Photo from Elizabeth Gilbert's website.
“Happiness is the consequence of personal effort. You fight for it, strive for it, insist upon it, and sometimes even travel around the world looking for it. You have to participate relentlessly in the manifestations of your own blessings. And once you have achieved a state of happiness, you must never become lax about maintaining it. You must make a mighty effort to keep swimming upward into that happiness forever, to stay afloat on top of it.”
 The above quote from Eat, Pray, Love by Elizabeth Gilbert, resonated with me so much that I pressed the skip-back button of my car's CD player simply to hear it again.
################
Directive 1: Rewrite the part of the happiness passage that begins with "The above quote" and ends with "hear it again.", swapping "skip-back button" for "rewind button".
Directive 2: In the happiness passage, turn the paragraph that opens with "Happiness is the consequence of personal effort" into a short list that keeps its main points.

Records from a data collection:
################
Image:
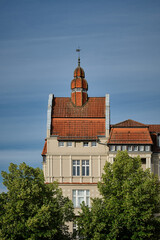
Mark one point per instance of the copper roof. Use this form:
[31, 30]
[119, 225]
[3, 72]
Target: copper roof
[129, 123]
[130, 136]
################
Correct response 1:
The above quote from Eat, Pray, Love by Elizabeth Gilbert, resonated with me so much that I pressed the rewind button of my car's CD player simply to hear it again.

Correct response 2:
- Happiness comes from personal effort.
- You fight, strive and insist on it, and sometimes travel the world to find it.
- You must take part relentlessly in bringing about your own blessings.
- Once you reach happiness, you must never grow lax about keeping it.
- You must make a mighty effort to keep swimming upward into it and stay afloat on top of it.